#### [Excerpt from a dataset]

* BEGIN *

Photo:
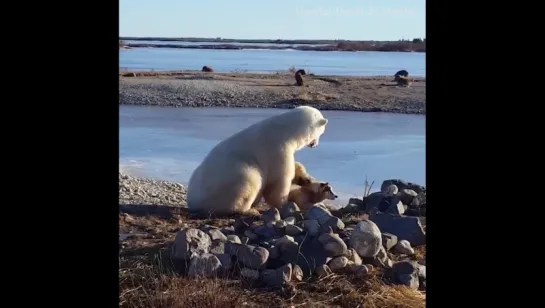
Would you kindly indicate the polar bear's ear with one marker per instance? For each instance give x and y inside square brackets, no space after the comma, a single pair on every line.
[322,122]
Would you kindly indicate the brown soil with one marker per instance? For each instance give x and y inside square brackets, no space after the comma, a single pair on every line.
[148,279]
[279,90]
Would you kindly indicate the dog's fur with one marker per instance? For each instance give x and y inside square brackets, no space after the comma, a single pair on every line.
[308,195]
[301,178]
[299,77]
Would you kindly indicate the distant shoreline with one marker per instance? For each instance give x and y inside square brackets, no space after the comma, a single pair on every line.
[415,45]
[252,90]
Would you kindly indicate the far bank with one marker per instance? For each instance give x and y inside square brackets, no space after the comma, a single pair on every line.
[198,89]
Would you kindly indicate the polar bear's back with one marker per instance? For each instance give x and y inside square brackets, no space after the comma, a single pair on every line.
[233,173]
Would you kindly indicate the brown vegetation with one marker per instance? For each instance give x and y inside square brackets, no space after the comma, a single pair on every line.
[207,69]
[416,45]
[147,278]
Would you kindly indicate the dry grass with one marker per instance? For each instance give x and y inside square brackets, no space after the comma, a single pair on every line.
[147,277]
[309,96]
[144,285]
[155,285]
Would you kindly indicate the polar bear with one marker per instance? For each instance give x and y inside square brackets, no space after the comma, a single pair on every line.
[302,177]
[256,162]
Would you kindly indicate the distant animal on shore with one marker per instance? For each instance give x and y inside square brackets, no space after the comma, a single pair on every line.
[403,81]
[301,178]
[403,73]
[207,69]
[306,196]
[299,77]
[257,162]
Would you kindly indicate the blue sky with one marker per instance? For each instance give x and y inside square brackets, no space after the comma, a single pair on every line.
[258,19]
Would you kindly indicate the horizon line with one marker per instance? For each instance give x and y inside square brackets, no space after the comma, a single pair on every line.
[260,39]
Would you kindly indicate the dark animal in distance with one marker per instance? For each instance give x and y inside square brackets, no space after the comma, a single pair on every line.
[207,69]
[403,73]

* END *

#### [WHAT YOU ARE ASKED TO DO]
The records above are to be restated exactly, without their pictures.

#### [EXPECTED ANSWER]
Photo:
Would you kindly indicate the polar bear's ear with one marker per instance? For each instance give x and y inside square brackets, no space after the comma, a single pair on every line.
[322,122]
Would you kindly indicate the brown soil with one marker per instance? For each instance give x and y inside square brackets, no space after the comma, a single pair on every line.
[148,279]
[279,90]
Would you kindly indicate the dog's fur with one marker per instance? For each instance give x and y inside square brackets, no space after the comma, a single pair on every line.
[308,195]
[301,178]
[299,77]
Would you kindly indicate the distant shoreline with one marker per instance? For each instance give x and y inside square brackets, no space after the comma, a single pair on every line.
[415,45]
[252,90]
Would you kindly indicate the far bank with one marker per instance? For each instance give x and y inside square brackets, no space after the comma, a single pair on every line.
[198,89]
Would you kindly indicate the polar bear's back with one marker per instance? For each instance give x and y inside square brackets, no space after the comma, a single pair on every line.
[233,173]
Would you kindly indicate the brown vegetation with one marker per instance? For each instance give x and y inside square brackets, no space after the comma, a single pair on every line.
[207,69]
[416,45]
[147,278]
Would you kindly indicate the dry grass with one marker per instance? For each instance give x and y inside square brackets, no space after the comma, a single pair on every line.
[147,277]
[309,96]
[144,285]
[155,285]
Would you kindly indicate the polar bear with one marker per instance? For each instance give x and y inside square brackets, no space after the comma, a single pair on every line.
[302,177]
[256,162]
Would you kindly indicate the distant animal on shore with one marker per instance? For each instance give x and y inside square brackets, no space after the comma, a single pair on every line.
[403,81]
[301,178]
[403,73]
[207,69]
[306,196]
[299,77]
[257,162]
Would you kindly indicate the blue sky with one marker per instance? For each instance give x and y inside square brackets, no space after the comma, a single pair on every line.
[258,19]
Would you kindly indicate the horizon line with one marker per instance? For each instance give x and y inside square brackets, no space after the comma, a single pair on every line.
[260,39]
Would you kindly indicate the dark animal in distance with one marker per instance? For each instance give x and y inside square brackets, no space after the comma, a single pair on every line.
[207,69]
[403,73]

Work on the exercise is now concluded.